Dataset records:
= = = = = = =
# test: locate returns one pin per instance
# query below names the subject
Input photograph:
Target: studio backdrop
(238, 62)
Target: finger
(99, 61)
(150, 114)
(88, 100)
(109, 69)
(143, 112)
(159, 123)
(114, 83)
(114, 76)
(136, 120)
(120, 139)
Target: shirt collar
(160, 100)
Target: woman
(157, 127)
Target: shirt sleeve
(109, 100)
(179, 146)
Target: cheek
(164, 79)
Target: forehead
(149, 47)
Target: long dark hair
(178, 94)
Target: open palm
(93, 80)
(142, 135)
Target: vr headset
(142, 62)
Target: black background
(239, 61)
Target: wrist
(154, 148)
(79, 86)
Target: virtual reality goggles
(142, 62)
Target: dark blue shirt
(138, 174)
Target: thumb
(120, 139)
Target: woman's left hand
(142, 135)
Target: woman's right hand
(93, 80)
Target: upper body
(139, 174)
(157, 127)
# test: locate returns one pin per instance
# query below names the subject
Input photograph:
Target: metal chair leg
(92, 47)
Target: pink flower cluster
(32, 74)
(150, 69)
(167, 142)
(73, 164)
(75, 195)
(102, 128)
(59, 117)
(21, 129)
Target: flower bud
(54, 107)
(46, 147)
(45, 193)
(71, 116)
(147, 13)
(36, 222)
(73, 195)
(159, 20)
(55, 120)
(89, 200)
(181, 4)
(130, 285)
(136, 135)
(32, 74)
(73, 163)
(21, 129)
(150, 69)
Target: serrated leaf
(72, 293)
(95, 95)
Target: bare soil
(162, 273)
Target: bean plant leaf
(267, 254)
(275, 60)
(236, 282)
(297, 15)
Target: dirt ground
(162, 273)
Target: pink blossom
= = = = = = =
To do: What should appear is an exact copy of the lines from the one with "Target: long dark hair" through the end of the entries above, ends included, and no other text.

Exercise answer:
Target: long dark hair
(178, 94)
Target: open palm
(93, 80)
(142, 135)
Target: vr headset
(142, 62)
Target: black background
(239, 61)
Target: wrist
(154, 148)
(79, 86)
Target: virtual reality goggles
(142, 62)
Target: dark blue shirt
(138, 174)
Target: thumb
(120, 139)
Target: woman's left hand
(142, 135)
Target: woman's right hand
(93, 80)
Target: upper body
(139, 174)
(157, 127)
# test: locate returns one pin per instance
# query below names the subject
Input photograph:
Target: metal chair leg
(92, 47)
Target: pink flower cluster
(32, 74)
(150, 69)
(167, 142)
(73, 164)
(75, 195)
(102, 128)
(59, 117)
(21, 129)
Target: flower bud
(54, 107)
(46, 147)
(45, 193)
(71, 116)
(147, 13)
(36, 222)
(73, 195)
(159, 20)
(55, 120)
(89, 200)
(181, 4)
(130, 285)
(136, 135)
(32, 74)
(73, 163)
(21, 129)
(150, 69)
Target: serrated leaf
(72, 293)
(95, 95)
Target: bare soil
(162, 273)
Target: bean plant leaf
(267, 254)
(275, 60)
(236, 282)
(297, 15)
Target: dirt ground
(162, 273)
Target: pink blossom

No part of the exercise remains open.